DIRECTIVE: Render the lines of the entries as a Markdown table with the columns "Row" and "Line," starting at the line that contains "Query: wooden handrail" and ending at the last line of the entries, both included. Leave out blank lines.

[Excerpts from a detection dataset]
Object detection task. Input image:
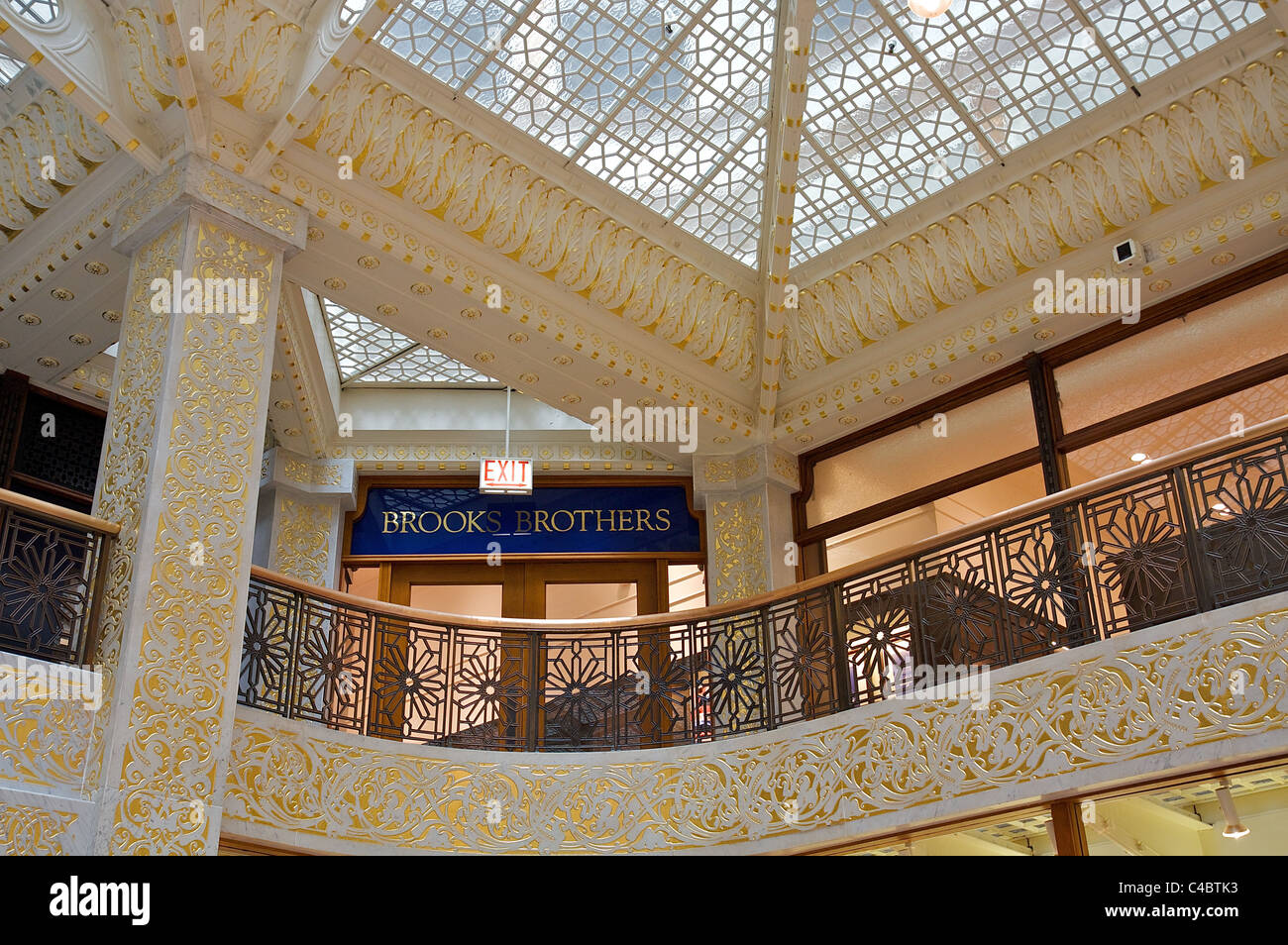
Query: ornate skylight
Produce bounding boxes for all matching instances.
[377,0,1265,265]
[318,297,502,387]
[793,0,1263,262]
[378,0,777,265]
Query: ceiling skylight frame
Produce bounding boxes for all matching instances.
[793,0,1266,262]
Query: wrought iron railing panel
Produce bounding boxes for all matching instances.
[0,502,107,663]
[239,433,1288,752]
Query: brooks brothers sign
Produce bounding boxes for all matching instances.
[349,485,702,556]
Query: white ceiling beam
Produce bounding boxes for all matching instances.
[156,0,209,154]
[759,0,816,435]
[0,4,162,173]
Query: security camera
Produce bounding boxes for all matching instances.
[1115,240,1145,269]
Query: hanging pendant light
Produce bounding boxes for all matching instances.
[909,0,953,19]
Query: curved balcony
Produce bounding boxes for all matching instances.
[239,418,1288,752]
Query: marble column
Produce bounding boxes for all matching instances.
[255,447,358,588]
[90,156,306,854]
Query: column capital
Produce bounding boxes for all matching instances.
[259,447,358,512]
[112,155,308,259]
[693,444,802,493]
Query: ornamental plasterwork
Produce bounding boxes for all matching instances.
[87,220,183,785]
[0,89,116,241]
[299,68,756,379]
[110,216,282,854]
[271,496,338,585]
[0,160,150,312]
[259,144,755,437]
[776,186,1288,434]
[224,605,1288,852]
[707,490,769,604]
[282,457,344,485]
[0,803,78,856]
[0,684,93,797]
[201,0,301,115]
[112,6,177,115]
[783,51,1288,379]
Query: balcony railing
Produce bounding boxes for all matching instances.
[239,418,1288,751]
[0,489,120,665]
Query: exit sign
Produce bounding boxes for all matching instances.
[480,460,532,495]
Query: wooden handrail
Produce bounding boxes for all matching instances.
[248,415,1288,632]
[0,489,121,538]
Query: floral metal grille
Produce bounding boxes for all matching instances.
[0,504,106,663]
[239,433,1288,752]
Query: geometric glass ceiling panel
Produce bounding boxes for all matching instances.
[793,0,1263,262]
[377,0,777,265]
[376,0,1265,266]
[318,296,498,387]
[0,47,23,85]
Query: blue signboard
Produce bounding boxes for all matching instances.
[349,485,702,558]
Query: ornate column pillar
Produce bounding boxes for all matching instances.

FINAL RESULT:
| Row | Line |
|---|---|
| 1 | Query: wooden handrail |
| 2 | Produce bounding boxes for all matching instances. |
| 3 | [248,415,1288,632] |
| 4 | [0,489,121,538] |
| 5 | Query: floral metal grille |
| 6 | Produce bounding boxes for all matching instances. |
| 7 | [0,504,106,663] |
| 8 | [239,433,1288,752] |
| 9 | Query: geometric glass ceiling panel |
| 10 | Produce bounding boxes for all matching instances. |
| 11 | [793,0,1263,262] |
| 12 | [377,0,777,265] |
| 13 | [376,0,1265,266] |
| 14 | [318,296,498,387] |
| 15 | [0,47,23,85] |
| 16 | Query: blue signboard |
| 17 | Produce bounding boxes for all matching instances. |
| 18 | [349,485,702,558] |
| 19 | Query: ornate column pillar |
| 20 | Produce bounding boxes for all matching instances. |